• WHAT TO DO:
The response should be exactly the number of lines in the material below that contain the word "wall".

• ENTRIES SUPPLIED:
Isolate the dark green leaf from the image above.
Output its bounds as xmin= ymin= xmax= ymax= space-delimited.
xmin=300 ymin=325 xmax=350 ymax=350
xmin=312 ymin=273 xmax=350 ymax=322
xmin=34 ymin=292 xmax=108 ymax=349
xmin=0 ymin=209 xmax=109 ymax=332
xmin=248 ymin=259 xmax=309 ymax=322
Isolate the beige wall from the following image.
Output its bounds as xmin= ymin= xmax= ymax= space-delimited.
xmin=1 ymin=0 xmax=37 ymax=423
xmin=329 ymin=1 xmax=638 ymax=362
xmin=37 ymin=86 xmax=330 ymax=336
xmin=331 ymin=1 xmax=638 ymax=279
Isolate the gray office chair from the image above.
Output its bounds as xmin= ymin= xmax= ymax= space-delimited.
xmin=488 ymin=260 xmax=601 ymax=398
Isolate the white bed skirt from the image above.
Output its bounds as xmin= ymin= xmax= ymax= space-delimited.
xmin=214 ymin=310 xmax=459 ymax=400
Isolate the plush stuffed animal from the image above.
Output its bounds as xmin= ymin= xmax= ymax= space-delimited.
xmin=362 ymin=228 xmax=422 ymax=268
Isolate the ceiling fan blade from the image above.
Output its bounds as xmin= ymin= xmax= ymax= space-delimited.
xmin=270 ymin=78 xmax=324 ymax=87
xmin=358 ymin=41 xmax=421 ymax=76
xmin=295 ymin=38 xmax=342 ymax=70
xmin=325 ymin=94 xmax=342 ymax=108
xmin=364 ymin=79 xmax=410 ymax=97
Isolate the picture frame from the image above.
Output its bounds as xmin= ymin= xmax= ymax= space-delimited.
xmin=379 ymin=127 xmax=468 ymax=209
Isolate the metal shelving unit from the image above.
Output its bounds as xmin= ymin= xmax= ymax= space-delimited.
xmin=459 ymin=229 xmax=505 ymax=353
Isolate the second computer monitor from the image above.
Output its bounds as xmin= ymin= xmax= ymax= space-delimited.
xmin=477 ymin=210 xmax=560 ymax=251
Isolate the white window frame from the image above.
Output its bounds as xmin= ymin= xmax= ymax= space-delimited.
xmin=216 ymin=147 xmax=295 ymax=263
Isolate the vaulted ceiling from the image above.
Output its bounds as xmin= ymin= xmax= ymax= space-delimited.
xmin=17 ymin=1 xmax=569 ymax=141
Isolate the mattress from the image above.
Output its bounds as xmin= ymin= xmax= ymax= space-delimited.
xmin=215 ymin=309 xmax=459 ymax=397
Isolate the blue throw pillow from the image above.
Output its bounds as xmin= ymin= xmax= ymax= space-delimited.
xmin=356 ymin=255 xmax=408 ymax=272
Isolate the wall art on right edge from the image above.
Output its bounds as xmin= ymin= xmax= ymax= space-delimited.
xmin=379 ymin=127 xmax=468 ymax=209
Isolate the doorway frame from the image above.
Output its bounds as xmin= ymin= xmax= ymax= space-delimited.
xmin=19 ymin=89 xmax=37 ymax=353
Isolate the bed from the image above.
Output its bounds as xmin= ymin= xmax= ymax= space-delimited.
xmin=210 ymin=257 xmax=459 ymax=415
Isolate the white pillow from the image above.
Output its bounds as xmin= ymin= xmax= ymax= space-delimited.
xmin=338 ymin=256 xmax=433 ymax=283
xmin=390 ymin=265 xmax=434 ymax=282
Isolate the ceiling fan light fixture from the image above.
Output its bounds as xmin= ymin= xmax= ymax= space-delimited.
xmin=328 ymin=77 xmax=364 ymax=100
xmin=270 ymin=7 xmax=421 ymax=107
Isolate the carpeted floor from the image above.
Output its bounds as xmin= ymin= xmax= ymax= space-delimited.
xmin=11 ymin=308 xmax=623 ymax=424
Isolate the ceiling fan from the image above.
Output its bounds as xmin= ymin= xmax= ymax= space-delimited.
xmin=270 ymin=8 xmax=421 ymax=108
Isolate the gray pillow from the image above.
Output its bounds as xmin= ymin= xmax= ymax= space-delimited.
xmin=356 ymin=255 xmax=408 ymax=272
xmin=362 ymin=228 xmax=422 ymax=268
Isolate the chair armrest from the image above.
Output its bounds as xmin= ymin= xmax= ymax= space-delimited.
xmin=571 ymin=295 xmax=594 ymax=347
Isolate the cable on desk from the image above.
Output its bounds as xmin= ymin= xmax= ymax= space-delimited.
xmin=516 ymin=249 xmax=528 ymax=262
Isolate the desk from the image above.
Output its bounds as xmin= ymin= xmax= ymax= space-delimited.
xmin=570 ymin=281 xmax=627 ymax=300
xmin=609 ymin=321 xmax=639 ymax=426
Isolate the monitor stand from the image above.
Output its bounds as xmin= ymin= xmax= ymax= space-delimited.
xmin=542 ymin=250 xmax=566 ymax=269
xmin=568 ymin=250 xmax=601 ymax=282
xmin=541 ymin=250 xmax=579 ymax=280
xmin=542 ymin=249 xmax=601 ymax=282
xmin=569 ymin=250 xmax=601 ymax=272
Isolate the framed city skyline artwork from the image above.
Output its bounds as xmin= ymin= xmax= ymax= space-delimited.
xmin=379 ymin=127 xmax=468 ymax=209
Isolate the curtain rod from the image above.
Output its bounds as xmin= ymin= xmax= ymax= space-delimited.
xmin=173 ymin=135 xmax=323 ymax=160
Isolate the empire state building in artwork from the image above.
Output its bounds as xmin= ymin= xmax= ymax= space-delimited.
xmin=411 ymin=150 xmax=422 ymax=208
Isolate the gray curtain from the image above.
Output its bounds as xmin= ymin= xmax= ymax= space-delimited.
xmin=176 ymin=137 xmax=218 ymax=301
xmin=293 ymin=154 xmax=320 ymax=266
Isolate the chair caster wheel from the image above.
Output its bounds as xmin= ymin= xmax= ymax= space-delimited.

• EXPECTED ANSWER:
2